(Rows from a data set for box labeling)
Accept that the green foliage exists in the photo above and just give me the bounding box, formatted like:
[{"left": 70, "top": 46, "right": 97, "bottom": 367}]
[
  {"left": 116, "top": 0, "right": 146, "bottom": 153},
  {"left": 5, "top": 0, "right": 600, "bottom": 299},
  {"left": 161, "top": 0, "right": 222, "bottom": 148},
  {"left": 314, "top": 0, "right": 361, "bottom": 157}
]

_To do_. Copy the data above line for line, without changing anything.

_Output below_.
Accept that the green foliage exists in the photo above and just give me the bounding box, formatted like:
[{"left": 70, "top": 46, "right": 97, "bottom": 367}]
[
  {"left": 116, "top": 0, "right": 146, "bottom": 153},
  {"left": 5, "top": 0, "right": 600, "bottom": 299},
  {"left": 161, "top": 0, "right": 222, "bottom": 148},
  {"left": 314, "top": 0, "right": 361, "bottom": 157}
]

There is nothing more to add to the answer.